Text shown:
■ ■ ■

Saturday, December 20, 2008

Global cooling, global warming

Fabius Maximus has a standard good post on the current financial
crisis with a summary of what could happen going forward:
The new world brought another period of peace and prosperity, perhaps the greatest 5 decades the world has ever seen. Now the two superpowers of that era both have uncertain futures. The world sinks into a severe recession. Beyond that new challenges await.
  1. Peak Oil
  2. Climate change
  3. The shift of power from west to east
  4. The second demographic transition, aging populations and perhaps extinction for some major cultures.

Perhaps the new world will be even better than we can dream. It’s up to us.


A commenter there leaps on the climate change item. Fabius leaps back:

Fabius Maximus replies: The climate has never been static, but the changes have often been bad news. Like the little ice age. I suggest you study that period, as there are tentative indications we may be entering another cooling cycle. Not necessarily as long or cold, but even a few years of cold would be unpleasant with world grain inventories (per capita, or days demand) at 50-year lows.


He makes a good point. I might be a an "AGW denier", but I do worry about
climate change. Here in Italy it's much colder than I'm used to and it makes
me see that without heat it would be pretty hard to live through the winter.
If it is several degrees colder it would be much worse, going from 3 degrees above
freezing to zero would mean snow every day instead of just rain every day.

If it is just warmer then things might suck, we might be sitting under ceiling
fans stirring barely moving air as we sweat like a scene from In the Heat of the
Night, but we won't die. We need to be spending money to mitigate current problems
now, and not wasting trillions to prevent a potential one or two degrees
temperature rise in 100 years. Problems #1 is my real worry.
If we have energy, we can survive heat or cold. If we don't have energy, then
instead of surfing the internet while watching my new 40" LCD I'd be in
bed with 2 comforters on top of me.

Wednesday, December 10, 2008

Global warming my butt

Ace links to excerpts from a report on the senate website (I connected via
interweb pipes) where 650 earth scientists are saying they are global
warming skeptics. I'm a skeptic too, but as a paid minion of the oil industry
that's part of my job. These guys have day jobs as scientists so believe
them (hypnotic voice on) believe them, believe them, it's getting colder,
(hypnotic voice off)

here's my favorite quote:

“The IPCC has actually become a closed circuit; it doesn’t listen to others. It doesn’t have open minds… I am really amazed that the Nobel Peace Prize has been given on scientifically incorrect conclusions by people who are not geologists,” - Indian geologist Dr. Arun D. Ahluwalia at Punjab University and a board member of the UN-supported International Year of the Planet.
There are better quotes, but that gentleman complains about non-geologists winning the nobel,
as a geologist.

I'm skeptical because I look at squiggly lines all day as part of my job. The hocky stick was a
a couple of straight lines made up of all different kinds of data, ice cores, tree rings, thermometers
and satellite data. It's hard enough putting together data that was all acquired the same week,
but splicing a bunch of crep together that doesn't match known historical data points like the
medieval warming period told me its a bunch of spliced crep.

There are more priorities that we should be worrying about now, apart from all the financial
disasters we should be trying to get energy independence for the usa, using whatever technology
is available from drill drill drill to nukes. peak oil is the approaching really big problem, even if
prices go to $8 next month, it won't change how much oil is in the ground. Once the oil runs out we
see what real poverty looks like.

[I'm not sure how to do it, but I'd start with an import tax on oil. If the us energy industry isn't
protected we'll see that most of the alternative energy industry will be destroyed at the same time.
Better to keep prices somewhat high, $50/bbl, and keep pushing ahead to energy independance
and not use cheap oil to keep suckling at the tit of the foreign oil industry.]

■ ■ ■

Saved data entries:

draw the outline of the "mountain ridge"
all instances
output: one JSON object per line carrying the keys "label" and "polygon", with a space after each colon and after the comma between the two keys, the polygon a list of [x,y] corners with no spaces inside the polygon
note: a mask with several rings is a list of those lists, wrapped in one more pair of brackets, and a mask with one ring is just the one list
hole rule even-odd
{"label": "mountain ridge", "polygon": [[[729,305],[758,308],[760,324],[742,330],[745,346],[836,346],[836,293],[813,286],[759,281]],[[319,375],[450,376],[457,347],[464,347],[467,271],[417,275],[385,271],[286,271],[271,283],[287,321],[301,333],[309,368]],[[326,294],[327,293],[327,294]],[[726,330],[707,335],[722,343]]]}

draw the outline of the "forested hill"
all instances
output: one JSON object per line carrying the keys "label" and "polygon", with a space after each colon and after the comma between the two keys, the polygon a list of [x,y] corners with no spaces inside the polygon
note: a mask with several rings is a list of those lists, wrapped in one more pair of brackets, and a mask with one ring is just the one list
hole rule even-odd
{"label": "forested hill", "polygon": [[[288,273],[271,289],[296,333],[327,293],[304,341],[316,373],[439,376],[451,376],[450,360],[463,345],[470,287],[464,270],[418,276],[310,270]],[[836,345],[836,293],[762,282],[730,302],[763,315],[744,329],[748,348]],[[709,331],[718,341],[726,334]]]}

■ ■ ■

Assignment 1:
According to the blog posts, how many earth scientists are described as global warming skeptics in the report on the senate website?
Assignment 2:
Decide whether each statement agrees with the blog posts: (a) The writer finds it colder in Italy than he or she is used to. (b) The writer would start with an export tax on oil. (c) Fabius Maximus says world grain inventories are at 50-year lows.

Exercise solution 1:
650

Exercise solution 2:
(a) Yes: "Here in Italy it's much colder than I'm used to"
(b) No: "I'd start with an import tax on oil."
(c) Yes: "world grain inventories (per capita, or days demand) at 50-year lows"